* _Activity_:
Write out the school budget article word for word, starting with "Two major increases" and going on through "the 2021 budget.".

* _Text block_:
Proposed budget of $88,299.968
By JOSH RESNEK
The proposed fiscal year 2021 school budget is a finely nuanced compendium of carefully calibrated decreases and increases totaling $88.2 million in expenditures as opposed to last year’s $87.8 million.
That is a -1.73% reduction in spending from last year or $1.5 million.
The four major decreased line items in the budget are: the elimination of student handbooks, a $50,000 savings; Special Education Tuition down $1.7 million to $5.3 million; Gateway to College Program down $75,000 at $100,000; and Maintenance and Custodial General Expenses, which are down $497,000 to $2.3 million.
Two major increases in spending are projected for Special Education Personnel expenditures expected to come in at $13.6 million, up by $1.7 million and Instructional General Expenses $1.6 million, up by $239,000.
Special Education Transportation comes in at $4.2 million, down $300,000 from 2020.
Central Administration Personnel expenses are expected to be $2.4 million.
No raises are to be made in salaries for Central Administration Personnel.
The largest single item in the budget – teachers’ salaries, is up almost $2 million from 2020 to a total of $42.8 million.
Teachers’ salaries are included in the Instructional Personnel Services (IPS) section of the 2021 budget.
All line items included, the IPS is set for $48.1 million in 2021, down about $3 million from 2020.

[Entries drawn from a collection]

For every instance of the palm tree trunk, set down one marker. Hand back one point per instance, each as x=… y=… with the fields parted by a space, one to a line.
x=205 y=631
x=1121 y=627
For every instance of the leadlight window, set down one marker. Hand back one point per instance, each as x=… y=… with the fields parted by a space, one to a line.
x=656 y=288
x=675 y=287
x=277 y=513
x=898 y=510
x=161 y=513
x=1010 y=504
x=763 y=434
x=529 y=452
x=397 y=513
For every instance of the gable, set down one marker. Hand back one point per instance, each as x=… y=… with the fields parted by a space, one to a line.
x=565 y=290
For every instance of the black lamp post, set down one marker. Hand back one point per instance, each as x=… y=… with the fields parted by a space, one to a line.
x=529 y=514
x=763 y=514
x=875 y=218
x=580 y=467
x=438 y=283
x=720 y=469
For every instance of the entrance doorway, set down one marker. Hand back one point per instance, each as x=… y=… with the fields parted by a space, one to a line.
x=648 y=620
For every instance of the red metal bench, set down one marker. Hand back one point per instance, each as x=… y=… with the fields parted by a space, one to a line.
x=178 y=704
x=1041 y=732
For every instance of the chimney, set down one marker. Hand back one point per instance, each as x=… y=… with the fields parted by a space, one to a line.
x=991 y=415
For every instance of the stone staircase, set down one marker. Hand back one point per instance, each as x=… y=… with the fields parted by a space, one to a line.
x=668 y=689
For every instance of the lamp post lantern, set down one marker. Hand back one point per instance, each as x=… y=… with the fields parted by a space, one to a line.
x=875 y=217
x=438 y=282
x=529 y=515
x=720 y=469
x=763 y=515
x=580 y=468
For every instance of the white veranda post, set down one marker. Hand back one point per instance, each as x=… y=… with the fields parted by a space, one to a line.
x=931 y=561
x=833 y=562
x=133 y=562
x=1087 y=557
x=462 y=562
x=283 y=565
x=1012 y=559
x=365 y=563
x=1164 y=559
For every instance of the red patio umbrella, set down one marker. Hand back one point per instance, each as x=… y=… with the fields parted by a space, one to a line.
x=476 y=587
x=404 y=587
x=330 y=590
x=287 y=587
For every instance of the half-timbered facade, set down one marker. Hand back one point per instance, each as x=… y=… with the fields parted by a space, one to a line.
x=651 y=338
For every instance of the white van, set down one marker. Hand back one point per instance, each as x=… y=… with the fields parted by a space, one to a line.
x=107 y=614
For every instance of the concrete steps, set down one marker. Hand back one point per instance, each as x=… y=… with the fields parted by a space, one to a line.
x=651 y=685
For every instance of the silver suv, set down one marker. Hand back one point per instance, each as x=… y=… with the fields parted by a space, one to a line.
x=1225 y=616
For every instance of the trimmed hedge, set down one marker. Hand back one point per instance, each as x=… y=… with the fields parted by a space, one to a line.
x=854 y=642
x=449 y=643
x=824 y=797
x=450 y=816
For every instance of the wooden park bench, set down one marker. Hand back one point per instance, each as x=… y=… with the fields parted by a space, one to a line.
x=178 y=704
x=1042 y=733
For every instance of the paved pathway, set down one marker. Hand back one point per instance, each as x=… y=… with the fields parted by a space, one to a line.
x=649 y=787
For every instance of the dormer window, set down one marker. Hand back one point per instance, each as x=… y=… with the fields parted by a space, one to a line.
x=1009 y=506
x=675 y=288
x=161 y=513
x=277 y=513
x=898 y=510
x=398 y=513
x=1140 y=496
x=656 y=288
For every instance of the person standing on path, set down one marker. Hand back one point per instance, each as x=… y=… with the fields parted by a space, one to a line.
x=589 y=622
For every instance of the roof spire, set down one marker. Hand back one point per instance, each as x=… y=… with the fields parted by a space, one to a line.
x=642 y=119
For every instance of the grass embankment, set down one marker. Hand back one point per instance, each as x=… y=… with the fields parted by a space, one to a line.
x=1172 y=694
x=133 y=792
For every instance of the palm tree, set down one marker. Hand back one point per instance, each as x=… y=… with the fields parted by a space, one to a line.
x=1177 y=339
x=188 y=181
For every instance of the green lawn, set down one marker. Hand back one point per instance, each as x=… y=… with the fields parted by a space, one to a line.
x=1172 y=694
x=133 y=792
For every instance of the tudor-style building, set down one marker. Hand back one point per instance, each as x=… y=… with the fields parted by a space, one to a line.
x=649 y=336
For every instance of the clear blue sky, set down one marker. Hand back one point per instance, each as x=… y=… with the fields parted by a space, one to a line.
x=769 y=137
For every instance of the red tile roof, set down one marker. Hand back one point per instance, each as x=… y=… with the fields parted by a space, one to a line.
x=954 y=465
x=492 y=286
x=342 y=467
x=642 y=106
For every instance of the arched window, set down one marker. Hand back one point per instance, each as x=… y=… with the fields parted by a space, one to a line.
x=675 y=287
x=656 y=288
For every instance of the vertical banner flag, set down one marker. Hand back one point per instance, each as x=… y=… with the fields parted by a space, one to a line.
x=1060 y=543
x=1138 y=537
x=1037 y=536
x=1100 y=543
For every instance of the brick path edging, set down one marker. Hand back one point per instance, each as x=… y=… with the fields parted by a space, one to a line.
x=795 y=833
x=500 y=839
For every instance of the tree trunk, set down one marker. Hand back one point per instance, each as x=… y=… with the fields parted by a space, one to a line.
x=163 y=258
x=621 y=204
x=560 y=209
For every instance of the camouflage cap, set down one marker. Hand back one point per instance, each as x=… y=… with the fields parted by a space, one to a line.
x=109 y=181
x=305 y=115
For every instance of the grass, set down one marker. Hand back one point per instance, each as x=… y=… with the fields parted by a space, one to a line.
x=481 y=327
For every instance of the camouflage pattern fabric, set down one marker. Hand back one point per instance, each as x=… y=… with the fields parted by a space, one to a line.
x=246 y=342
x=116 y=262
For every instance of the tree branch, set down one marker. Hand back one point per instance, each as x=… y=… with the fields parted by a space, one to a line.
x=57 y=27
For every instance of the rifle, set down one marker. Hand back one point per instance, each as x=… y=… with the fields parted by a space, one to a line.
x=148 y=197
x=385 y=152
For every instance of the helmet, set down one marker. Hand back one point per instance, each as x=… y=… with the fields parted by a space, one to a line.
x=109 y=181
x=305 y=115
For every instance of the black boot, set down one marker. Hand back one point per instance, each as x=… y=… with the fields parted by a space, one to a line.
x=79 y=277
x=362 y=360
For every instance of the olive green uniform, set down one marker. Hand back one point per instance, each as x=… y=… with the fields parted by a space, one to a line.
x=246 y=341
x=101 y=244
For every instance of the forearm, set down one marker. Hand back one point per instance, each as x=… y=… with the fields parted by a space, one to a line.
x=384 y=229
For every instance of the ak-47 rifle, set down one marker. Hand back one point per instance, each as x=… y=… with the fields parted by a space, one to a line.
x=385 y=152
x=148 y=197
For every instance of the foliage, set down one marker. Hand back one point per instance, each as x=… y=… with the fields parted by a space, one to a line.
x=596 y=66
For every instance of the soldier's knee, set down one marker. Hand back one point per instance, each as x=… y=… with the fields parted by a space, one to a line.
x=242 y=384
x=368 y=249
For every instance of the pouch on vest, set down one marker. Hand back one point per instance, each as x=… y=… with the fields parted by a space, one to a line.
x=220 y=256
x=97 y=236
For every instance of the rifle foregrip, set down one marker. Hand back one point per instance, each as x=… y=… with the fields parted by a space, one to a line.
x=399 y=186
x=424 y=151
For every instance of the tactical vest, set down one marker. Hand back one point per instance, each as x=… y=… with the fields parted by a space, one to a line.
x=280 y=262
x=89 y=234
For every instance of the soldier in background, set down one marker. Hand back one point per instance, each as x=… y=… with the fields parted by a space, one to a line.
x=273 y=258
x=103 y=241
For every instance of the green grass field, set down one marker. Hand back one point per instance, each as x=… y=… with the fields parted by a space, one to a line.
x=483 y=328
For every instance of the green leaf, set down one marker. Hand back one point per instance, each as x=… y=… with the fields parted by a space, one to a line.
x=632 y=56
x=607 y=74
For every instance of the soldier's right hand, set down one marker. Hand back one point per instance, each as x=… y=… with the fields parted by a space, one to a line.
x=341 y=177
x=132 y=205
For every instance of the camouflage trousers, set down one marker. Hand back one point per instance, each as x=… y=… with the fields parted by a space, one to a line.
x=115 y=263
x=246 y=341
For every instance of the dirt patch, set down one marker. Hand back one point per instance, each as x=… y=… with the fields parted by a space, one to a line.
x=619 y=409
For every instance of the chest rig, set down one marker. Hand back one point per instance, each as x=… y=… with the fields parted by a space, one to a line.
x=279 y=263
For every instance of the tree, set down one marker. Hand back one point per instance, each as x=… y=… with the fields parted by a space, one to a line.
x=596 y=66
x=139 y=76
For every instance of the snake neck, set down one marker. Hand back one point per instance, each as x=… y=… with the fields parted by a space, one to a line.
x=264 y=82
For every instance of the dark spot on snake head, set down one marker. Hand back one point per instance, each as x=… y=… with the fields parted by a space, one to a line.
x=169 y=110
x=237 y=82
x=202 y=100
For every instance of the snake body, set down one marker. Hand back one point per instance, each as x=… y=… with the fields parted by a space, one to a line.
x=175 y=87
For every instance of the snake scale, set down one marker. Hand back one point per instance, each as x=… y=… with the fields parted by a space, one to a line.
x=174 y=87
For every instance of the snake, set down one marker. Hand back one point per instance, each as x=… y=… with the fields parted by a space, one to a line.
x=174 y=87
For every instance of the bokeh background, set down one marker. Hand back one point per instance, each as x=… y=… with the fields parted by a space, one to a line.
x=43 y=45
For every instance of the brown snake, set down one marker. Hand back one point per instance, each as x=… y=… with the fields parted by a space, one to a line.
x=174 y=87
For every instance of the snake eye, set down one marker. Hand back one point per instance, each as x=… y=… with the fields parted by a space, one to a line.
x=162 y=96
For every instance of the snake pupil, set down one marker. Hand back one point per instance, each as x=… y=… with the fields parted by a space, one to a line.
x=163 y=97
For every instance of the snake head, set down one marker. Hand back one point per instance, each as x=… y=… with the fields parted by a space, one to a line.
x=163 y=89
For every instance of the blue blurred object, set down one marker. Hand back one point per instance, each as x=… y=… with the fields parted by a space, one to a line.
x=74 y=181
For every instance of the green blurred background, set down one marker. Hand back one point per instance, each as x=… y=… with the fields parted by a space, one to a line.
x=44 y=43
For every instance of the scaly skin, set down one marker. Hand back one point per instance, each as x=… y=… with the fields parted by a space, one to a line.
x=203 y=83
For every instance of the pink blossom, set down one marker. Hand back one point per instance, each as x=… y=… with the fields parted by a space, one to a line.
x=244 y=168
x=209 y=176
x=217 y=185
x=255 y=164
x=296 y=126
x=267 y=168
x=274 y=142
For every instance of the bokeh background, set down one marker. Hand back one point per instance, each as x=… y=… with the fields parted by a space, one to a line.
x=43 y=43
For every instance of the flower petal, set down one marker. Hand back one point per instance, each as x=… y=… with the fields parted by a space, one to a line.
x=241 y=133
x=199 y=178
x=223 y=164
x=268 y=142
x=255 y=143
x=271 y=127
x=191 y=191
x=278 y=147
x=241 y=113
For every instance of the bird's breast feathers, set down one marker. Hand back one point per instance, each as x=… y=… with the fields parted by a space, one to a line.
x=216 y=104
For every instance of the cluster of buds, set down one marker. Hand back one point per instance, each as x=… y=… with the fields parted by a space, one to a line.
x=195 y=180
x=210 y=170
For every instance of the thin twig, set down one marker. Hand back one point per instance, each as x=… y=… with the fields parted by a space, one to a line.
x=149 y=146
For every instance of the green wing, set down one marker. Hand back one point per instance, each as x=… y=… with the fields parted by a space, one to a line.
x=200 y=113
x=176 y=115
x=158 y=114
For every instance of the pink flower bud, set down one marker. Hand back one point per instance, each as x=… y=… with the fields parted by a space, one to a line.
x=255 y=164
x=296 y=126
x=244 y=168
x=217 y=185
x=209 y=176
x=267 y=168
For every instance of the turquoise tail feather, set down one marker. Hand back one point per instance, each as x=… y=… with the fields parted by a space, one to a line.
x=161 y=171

* _Result for this exercise_:
Two major increases in spending are projected for Special Education Personnel expenditures expected to come in at $13.6 million, up by $1.7 million and Instructional General Expenses $1.6 million, up by $239,000.
Special Education Transportation comes in at $4.2 million, down $300,000 from 2020.
Central Administration Personnel expenses are expected to be $2.4 million.
No raises are to be made in salaries for Central Administration Personnel.
The largest single item in the budget – teachers’ salaries, is up almost $2 million from 2020 to a total of $42.8 million.
Teachers’ salaries are included in the Instructional Personnel Services (IPS) section of the 2021 budget.